**Written request**
Select every line below that contains the word "wall" and copy each one out in full.

**Collected data entries**
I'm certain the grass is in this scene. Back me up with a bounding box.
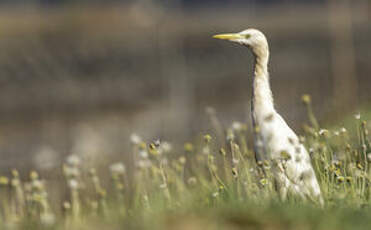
[0,96,371,230]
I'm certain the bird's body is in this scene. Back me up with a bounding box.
[214,29,323,204]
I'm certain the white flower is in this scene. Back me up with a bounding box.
[40,213,55,226]
[354,113,361,120]
[130,133,142,145]
[232,121,242,131]
[137,159,152,168]
[110,162,126,174]
[160,141,173,153]
[66,154,80,167]
[318,129,328,136]
[202,146,210,155]
[31,180,44,190]
[64,166,80,177]
[139,150,148,159]
[68,179,79,189]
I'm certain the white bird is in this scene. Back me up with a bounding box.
[213,29,323,205]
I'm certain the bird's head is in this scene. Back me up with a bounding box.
[213,29,268,54]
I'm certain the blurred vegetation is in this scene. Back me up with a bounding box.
[0,95,371,230]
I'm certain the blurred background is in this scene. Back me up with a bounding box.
[0,0,371,172]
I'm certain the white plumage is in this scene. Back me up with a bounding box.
[214,29,323,204]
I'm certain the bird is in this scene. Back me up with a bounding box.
[213,28,324,206]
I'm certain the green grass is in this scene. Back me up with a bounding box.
[0,96,371,230]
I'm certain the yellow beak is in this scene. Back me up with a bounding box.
[213,34,241,41]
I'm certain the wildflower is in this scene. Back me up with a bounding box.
[232,168,238,177]
[184,142,193,153]
[204,134,212,144]
[202,146,210,155]
[40,213,56,226]
[336,176,345,183]
[301,94,312,105]
[318,129,328,136]
[232,158,240,165]
[219,148,227,156]
[187,177,197,185]
[110,162,126,175]
[259,178,268,186]
[160,141,172,153]
[0,176,9,185]
[63,166,80,177]
[31,180,44,191]
[137,159,152,168]
[139,150,148,159]
[130,133,142,145]
[227,129,234,141]
[281,151,291,160]
[232,121,242,132]
[66,154,80,167]
[179,156,187,165]
[68,179,79,189]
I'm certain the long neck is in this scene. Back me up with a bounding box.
[251,45,275,126]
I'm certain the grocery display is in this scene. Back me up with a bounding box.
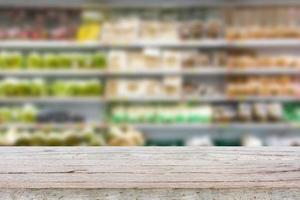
[0,8,80,40]
[0,78,103,97]
[0,0,300,146]
[0,51,107,70]
[0,126,144,146]
[111,105,213,123]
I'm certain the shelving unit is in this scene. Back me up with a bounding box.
[0,0,300,145]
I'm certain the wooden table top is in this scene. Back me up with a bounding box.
[0,147,300,189]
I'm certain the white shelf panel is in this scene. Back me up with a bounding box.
[0,97,103,103]
[0,39,300,49]
[0,69,106,77]
[0,67,300,77]
[0,122,106,129]
[0,96,300,104]
[106,96,300,103]
[132,122,300,130]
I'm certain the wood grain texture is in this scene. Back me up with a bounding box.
[0,147,300,189]
[0,189,300,200]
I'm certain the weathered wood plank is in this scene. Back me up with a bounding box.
[0,147,300,190]
[0,188,300,200]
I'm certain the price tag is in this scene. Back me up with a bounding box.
[143,47,161,57]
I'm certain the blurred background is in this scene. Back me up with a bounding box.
[0,0,300,146]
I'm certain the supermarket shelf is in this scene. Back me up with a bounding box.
[0,66,300,77]
[228,39,300,48]
[0,69,106,77]
[0,96,300,104]
[0,39,300,50]
[106,96,300,103]
[0,122,107,129]
[0,122,300,131]
[132,122,300,130]
[0,0,299,9]
[0,39,227,50]
[0,97,103,104]
[137,123,300,141]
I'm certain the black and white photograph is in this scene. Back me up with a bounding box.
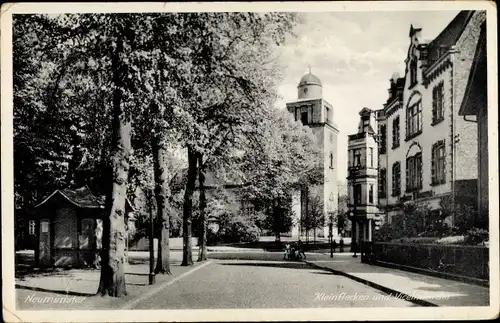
[1,1,500,322]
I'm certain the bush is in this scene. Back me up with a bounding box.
[207,216,260,246]
[221,219,260,242]
[436,236,465,244]
[391,237,437,244]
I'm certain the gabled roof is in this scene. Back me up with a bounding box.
[35,186,135,211]
[359,108,373,116]
[427,10,474,66]
[458,23,488,115]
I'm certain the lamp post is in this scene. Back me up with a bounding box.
[148,190,155,285]
[349,165,361,258]
[328,212,333,258]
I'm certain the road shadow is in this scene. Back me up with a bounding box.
[15,284,97,297]
[217,261,311,269]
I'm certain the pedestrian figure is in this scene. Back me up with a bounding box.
[297,239,306,259]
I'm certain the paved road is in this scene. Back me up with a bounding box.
[129,252,415,309]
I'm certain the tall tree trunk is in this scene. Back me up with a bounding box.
[181,147,197,266]
[66,130,82,187]
[97,38,131,297]
[198,153,207,261]
[151,132,171,275]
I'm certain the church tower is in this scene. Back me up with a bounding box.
[286,70,339,238]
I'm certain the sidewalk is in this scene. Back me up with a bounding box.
[15,257,209,310]
[306,253,490,306]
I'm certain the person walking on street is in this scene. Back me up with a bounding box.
[297,239,306,259]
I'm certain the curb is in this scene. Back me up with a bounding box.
[304,260,439,307]
[373,260,490,288]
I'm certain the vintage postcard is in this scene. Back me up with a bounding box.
[1,1,500,322]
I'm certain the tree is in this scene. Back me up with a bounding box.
[158,13,294,265]
[240,109,324,240]
[301,191,325,242]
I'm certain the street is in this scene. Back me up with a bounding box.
[126,252,416,309]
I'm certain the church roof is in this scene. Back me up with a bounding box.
[299,72,322,86]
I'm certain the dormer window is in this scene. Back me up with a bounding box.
[300,112,309,126]
[410,59,417,87]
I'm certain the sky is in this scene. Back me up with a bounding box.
[276,11,458,182]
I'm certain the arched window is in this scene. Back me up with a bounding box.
[410,59,417,87]
[392,162,401,196]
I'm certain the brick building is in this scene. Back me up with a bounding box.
[362,11,486,228]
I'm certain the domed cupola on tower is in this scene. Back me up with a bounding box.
[297,70,323,99]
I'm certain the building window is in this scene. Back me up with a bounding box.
[354,184,361,205]
[300,112,309,126]
[432,82,444,124]
[353,149,361,166]
[431,140,446,185]
[28,220,36,235]
[378,168,387,198]
[392,116,400,149]
[410,59,417,87]
[392,162,401,196]
[378,124,387,154]
[406,153,422,192]
[406,101,422,139]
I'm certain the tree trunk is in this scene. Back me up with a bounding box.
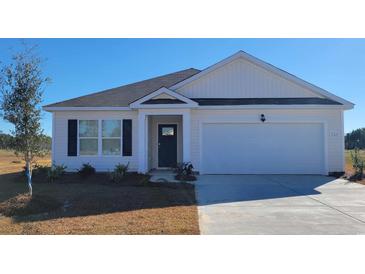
[26,161,33,196]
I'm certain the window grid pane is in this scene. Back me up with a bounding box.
[80,138,98,155]
[102,120,121,138]
[79,120,98,138]
[102,138,121,155]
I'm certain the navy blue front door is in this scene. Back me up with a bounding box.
[158,124,177,167]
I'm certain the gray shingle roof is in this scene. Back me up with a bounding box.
[192,97,341,106]
[45,68,200,107]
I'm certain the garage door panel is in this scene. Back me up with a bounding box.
[202,123,324,174]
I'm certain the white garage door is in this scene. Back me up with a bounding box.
[201,123,324,174]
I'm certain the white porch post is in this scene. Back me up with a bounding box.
[183,109,191,162]
[138,111,148,173]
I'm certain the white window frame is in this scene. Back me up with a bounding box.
[99,118,123,157]
[77,119,100,157]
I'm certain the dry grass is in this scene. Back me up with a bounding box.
[0,151,199,234]
[345,150,365,185]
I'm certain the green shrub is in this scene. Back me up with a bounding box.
[47,165,67,182]
[78,163,95,178]
[110,162,129,183]
[33,164,51,176]
[175,162,196,181]
[351,148,365,180]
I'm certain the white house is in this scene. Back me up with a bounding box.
[44,51,354,174]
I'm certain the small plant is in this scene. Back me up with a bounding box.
[33,164,51,176]
[78,163,95,178]
[175,162,196,181]
[47,165,67,183]
[110,162,129,183]
[351,148,365,181]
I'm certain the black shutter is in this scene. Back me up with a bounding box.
[123,119,132,156]
[67,120,77,156]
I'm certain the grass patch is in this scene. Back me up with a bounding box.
[0,194,62,217]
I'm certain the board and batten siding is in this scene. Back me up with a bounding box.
[176,58,323,98]
[52,111,138,171]
[191,109,344,172]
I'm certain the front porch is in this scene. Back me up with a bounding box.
[138,109,191,173]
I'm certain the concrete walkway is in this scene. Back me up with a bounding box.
[196,175,365,235]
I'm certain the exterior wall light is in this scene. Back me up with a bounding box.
[260,114,266,122]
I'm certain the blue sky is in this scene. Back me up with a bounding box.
[0,39,365,135]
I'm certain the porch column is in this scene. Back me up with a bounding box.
[183,109,191,162]
[138,111,148,173]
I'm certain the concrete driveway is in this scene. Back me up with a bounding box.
[196,175,365,234]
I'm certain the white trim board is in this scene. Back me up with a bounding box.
[129,87,199,109]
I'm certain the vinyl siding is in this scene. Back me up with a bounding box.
[52,111,138,171]
[176,58,323,98]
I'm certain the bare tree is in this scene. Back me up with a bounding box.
[0,45,50,195]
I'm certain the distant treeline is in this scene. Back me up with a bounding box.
[345,128,365,149]
[0,132,52,150]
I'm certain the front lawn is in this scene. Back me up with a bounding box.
[345,150,365,184]
[0,151,199,234]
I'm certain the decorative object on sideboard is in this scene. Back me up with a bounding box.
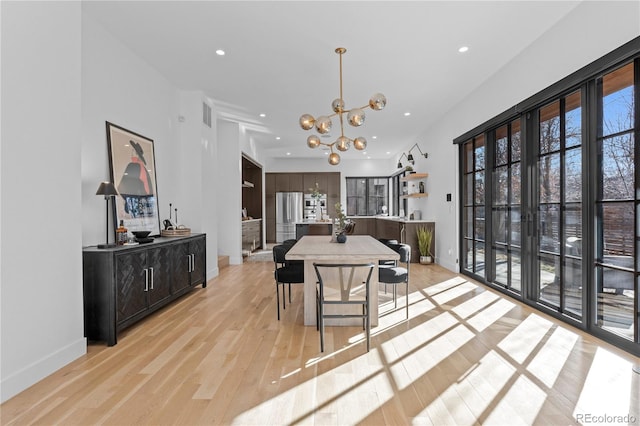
[106,122,160,234]
[160,203,191,237]
[416,226,433,265]
[96,182,118,248]
[300,47,387,166]
[132,231,153,244]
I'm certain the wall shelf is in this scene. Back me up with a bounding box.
[400,173,429,182]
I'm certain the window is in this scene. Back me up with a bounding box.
[346,177,389,216]
[462,135,485,277]
[455,37,640,355]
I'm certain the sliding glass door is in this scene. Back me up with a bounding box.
[593,63,640,342]
[532,91,584,318]
[491,119,522,293]
[460,57,640,353]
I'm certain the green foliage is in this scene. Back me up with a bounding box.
[335,203,347,231]
[416,226,433,256]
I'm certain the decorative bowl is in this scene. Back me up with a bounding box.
[131,231,151,239]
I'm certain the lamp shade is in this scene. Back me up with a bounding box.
[96,182,118,197]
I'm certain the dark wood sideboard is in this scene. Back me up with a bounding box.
[82,234,207,346]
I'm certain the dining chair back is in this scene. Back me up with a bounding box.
[307,223,331,235]
[378,244,411,319]
[313,263,375,352]
[273,244,304,321]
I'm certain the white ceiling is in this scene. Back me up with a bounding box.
[82,1,580,162]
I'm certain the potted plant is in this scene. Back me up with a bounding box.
[334,203,347,243]
[416,226,433,265]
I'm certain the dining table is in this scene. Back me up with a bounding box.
[285,235,400,326]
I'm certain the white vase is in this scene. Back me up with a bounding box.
[420,256,433,265]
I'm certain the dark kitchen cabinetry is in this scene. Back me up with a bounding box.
[82,234,206,346]
[264,172,340,243]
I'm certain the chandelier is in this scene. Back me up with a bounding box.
[300,47,387,166]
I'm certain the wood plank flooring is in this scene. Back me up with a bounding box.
[0,262,640,425]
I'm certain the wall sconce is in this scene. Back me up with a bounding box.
[398,152,413,169]
[407,143,429,165]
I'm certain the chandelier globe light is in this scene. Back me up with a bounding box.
[299,47,387,166]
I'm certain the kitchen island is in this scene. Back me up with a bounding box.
[348,216,436,263]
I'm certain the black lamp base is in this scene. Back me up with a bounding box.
[98,243,116,248]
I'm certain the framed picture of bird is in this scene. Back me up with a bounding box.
[106,121,160,235]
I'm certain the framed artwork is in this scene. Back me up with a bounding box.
[107,121,160,235]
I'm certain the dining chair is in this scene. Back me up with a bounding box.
[313,263,375,352]
[378,244,411,319]
[273,244,304,321]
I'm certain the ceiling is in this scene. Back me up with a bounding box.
[82,1,580,163]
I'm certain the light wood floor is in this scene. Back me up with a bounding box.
[0,262,640,425]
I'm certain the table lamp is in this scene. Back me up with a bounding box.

**Written answer**
I'm certain the exterior wall light is in this scene. Back me up with a bounding box.
I'm certain the wall shelf is in this scene. Back me up with a bounding box.
I'm certain the wall sconce is in this scene. Back me up with a bounding box.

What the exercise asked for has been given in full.